| TASK TO COMPLETE |
Add 49 to every x and y coordinate in the answers and write the items out again, requests included, from the line with "of the blurred" through the end of the items, counting both ends.

---

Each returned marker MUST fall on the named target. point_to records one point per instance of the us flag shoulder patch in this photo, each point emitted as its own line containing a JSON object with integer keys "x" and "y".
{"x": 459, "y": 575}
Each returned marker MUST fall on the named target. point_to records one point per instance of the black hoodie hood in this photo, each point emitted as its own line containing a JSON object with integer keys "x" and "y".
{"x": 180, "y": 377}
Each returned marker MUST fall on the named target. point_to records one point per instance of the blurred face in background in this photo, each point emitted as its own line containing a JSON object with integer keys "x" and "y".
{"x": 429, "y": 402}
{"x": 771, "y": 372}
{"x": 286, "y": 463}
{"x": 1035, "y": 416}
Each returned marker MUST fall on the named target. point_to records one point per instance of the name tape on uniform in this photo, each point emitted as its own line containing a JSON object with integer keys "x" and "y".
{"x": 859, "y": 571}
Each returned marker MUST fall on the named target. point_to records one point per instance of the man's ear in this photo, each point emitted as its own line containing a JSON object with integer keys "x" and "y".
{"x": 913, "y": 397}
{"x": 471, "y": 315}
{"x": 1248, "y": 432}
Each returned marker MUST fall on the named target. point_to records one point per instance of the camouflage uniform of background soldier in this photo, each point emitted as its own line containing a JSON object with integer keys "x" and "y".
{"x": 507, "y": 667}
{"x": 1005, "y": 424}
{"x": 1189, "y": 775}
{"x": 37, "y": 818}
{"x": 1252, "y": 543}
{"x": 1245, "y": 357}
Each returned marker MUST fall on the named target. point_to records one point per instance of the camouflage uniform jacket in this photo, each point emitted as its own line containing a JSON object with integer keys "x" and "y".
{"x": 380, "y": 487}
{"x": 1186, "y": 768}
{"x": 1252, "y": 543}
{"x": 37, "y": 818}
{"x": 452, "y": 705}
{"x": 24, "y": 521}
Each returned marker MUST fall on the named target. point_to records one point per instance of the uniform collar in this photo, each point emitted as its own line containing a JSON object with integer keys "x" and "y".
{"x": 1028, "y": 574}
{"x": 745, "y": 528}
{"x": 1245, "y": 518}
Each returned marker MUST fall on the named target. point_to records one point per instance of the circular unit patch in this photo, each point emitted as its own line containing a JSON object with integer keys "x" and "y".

---

| ANSWER TO THE PROBLEM |
Each returned marker MUST fall on the named target. point_to records one point per instance of the blurred face in background in this photo, each point emitted as its own line containing a JSON object with integer keys "x" and "y".
{"x": 478, "y": 451}
{"x": 820, "y": 421}
{"x": 335, "y": 512}
{"x": 1084, "y": 465}
Each returned marker MUST fall on the named target. point_to records one point per instance of the name tape on uniform in this photo, each point emitted as its own line containing a JSON object with integer keys "x" and "y".
{"x": 908, "y": 620}
Each returned marker MUST fall on the named target. point_to records one point per instance of the man's ear in this photo, each point emitted as its own line containing a JSON object with integer keys "x" and "y".
{"x": 962, "y": 446}
{"x": 520, "y": 364}
{"x": 1297, "y": 481}
Each returned marker MUST fall on the named target. point_to records one point per instance of the camouflage uniform of background soldier in this photo, each point emitted as its own line containing a JSON object with integer keys "x" and "y".
{"x": 556, "y": 716}
{"x": 1054, "y": 473}
{"x": 1238, "y": 824}
{"x": 86, "y": 867}
{"x": 1301, "y": 592}
{"x": 1294, "y": 406}
Each returned marker MUST fall on the named target. point_to records one point per instance of the camouflage uniform jacket in this photo, each point emitted as its own line containing a JSON object with integer keys "x" and "y".
{"x": 429, "y": 536}
{"x": 1235, "y": 817}
{"x": 1301, "y": 592}
{"x": 86, "y": 867}
{"x": 501, "y": 754}
{"x": 73, "y": 570}
Each returned marker MUST fall on the named target. point_to records one point per instance of the uniform collar in this photo, each point emitted as its own line containing a JSON object with integer keys "x" and "y".
{"x": 1077, "y": 623}
{"x": 794, "y": 577}
{"x": 1294, "y": 567}
Each returned marker MUST fall on the named target. point_to records one point per instance of the circular unit patch in this photo, each point emitted as its own line containing a JSON object with integer keys "x" and "y".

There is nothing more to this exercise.